WHAT NEEDS TO BE DONE: Please write out the passage of the Korean National 2010 problem below, starting at "Korean National 2010" and ending at "most $3$ links.", word for word.

EXTRACT PROVIDED:
## start

Korean National 2010 Problem 3
There are $n$ websites $1, 2, \dots, n$ ($n \ge 2$). If there is a link from $i$ to $j$, then we can use it to move from $i$ to $j$. In this problem only links with $i < j$ are allowed. For all $i \in \{1, 2, \dots, n - 1\}$, there is a link from $i$ to $i + 1$. Prove that we can add no more than $3(n - 1)\log_2(\log_2 n)$ links so that for all $i, j$ such that $i < j$, we can move from $i$ to $j$ using at most $3$ links.

## end

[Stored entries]

## start

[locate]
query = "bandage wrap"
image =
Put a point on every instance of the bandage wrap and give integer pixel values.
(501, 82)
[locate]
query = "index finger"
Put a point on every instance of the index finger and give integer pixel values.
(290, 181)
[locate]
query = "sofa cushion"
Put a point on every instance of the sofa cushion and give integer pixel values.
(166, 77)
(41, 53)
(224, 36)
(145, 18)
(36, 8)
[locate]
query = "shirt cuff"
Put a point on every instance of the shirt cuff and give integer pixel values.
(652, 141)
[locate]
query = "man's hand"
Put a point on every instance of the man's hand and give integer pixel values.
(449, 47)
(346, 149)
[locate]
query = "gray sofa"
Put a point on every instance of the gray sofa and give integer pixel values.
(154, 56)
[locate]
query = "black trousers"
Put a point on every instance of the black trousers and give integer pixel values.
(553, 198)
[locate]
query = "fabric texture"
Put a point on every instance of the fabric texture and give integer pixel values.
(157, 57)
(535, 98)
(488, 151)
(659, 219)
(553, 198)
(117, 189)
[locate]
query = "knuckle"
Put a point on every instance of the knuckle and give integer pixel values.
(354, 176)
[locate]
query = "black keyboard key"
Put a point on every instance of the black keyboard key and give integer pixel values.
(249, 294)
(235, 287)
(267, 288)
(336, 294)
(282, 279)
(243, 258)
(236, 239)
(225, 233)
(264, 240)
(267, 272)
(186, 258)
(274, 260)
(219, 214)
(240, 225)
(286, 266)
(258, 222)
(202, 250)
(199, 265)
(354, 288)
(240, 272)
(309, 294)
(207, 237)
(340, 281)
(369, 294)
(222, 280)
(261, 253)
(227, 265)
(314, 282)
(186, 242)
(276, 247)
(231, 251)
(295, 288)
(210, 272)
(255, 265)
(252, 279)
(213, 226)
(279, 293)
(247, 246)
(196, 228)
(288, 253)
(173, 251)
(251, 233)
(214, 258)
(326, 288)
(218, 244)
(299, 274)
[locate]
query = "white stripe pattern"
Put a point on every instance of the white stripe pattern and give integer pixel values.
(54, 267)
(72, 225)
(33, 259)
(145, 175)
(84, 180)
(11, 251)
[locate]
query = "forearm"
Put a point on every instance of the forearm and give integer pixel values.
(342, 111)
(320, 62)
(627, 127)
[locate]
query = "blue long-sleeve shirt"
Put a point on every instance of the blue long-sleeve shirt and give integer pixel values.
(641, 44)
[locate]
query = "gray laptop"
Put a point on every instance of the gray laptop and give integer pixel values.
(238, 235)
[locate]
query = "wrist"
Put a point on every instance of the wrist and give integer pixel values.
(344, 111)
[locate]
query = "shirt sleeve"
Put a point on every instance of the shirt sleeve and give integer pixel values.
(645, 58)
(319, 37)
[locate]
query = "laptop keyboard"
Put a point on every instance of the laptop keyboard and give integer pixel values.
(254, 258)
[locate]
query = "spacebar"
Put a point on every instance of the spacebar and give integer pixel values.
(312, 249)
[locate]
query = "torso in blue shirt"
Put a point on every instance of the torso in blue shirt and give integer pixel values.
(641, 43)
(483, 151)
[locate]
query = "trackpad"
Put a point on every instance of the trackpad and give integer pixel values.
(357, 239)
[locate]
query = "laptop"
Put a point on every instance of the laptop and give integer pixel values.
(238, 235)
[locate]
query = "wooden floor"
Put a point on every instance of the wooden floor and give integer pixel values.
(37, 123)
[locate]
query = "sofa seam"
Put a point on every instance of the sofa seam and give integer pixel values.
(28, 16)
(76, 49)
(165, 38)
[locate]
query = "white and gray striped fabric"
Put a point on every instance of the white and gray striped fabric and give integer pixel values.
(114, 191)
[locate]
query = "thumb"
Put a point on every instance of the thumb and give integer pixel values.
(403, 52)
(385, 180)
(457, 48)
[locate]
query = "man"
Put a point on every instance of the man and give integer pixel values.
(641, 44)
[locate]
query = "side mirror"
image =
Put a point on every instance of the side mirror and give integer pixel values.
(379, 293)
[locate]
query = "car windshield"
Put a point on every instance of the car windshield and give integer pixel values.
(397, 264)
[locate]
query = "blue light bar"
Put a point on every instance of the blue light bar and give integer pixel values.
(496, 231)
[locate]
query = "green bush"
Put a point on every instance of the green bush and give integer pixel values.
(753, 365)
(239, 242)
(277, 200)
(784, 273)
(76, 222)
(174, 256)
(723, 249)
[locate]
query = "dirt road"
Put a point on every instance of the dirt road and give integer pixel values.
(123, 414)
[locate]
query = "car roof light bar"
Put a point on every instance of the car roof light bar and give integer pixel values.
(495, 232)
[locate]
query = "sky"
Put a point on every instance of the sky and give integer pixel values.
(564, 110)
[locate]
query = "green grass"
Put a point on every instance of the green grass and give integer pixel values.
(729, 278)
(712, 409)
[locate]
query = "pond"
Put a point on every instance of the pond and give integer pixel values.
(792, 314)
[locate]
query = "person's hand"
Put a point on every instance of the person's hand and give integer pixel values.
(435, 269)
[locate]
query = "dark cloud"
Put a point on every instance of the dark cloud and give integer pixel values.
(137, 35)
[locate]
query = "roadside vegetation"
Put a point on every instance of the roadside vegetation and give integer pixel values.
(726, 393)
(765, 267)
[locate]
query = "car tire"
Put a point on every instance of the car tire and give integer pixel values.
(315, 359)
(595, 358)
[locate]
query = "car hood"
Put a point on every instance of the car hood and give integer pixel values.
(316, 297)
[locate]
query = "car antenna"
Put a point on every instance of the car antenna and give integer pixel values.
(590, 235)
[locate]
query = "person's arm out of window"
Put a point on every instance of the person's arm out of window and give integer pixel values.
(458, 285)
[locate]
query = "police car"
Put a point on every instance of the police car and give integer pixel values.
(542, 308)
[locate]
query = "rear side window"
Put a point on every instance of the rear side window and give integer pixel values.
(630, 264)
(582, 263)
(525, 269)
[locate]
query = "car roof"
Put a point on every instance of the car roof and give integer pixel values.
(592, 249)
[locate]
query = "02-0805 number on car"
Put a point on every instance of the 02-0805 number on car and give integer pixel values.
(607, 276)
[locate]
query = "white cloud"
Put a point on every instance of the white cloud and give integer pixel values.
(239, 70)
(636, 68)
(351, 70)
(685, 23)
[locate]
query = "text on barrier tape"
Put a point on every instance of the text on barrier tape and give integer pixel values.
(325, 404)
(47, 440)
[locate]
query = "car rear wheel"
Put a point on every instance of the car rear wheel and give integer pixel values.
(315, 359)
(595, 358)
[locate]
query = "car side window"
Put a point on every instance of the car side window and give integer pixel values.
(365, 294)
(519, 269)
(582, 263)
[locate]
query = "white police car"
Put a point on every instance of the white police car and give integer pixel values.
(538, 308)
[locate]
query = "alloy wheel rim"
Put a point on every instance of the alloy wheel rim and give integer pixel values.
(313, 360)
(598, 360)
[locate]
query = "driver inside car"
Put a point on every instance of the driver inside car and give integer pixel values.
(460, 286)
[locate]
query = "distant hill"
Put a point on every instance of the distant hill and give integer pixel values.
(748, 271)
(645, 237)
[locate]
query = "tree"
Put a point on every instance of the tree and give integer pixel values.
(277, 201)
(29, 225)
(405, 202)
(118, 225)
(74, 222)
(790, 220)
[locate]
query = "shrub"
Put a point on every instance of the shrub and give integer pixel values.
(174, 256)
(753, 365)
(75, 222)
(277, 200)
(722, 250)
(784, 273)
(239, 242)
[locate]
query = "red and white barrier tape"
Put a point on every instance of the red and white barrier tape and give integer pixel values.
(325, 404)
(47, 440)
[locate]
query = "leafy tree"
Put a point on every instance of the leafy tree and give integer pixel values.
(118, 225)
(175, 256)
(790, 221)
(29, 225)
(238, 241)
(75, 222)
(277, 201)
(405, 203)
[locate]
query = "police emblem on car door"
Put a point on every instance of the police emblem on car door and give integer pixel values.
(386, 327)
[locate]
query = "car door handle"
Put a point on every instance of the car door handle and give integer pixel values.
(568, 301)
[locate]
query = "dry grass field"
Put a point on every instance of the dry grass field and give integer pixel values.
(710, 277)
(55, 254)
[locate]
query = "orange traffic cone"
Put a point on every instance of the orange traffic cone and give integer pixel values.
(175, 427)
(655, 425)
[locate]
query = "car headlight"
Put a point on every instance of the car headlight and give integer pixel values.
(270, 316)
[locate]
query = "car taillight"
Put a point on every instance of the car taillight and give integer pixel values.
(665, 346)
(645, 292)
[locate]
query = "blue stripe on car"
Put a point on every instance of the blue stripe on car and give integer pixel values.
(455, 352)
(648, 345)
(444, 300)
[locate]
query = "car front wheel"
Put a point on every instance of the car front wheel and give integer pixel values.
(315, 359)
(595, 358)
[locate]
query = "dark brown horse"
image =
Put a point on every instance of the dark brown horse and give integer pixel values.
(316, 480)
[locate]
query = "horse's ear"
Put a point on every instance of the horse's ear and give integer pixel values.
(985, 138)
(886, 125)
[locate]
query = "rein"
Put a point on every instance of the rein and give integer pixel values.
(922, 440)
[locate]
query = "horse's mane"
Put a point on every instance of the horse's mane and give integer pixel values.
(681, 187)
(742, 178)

## end

THE COMPLETED TASK:
Korean National 2010 Problem 3
There are $n$ websites $1, 2, \dots, n$ ($n \ge 2$). If there is a link from $i$ to $j$, then we can use it to move from $i$ to $j$. In this problem only links with $i < j$ are allowed. For all $i \in \{1, 2, \dots, n - 1\}$, there is a link from $i$ to $i + 1$. Prove that we can add no more than $3(n - 1)\log_2(\log_2 n)$ links so that for all $i, j$ such that $i < j$, we can move from $i$ to $j$ using at most $3$ links.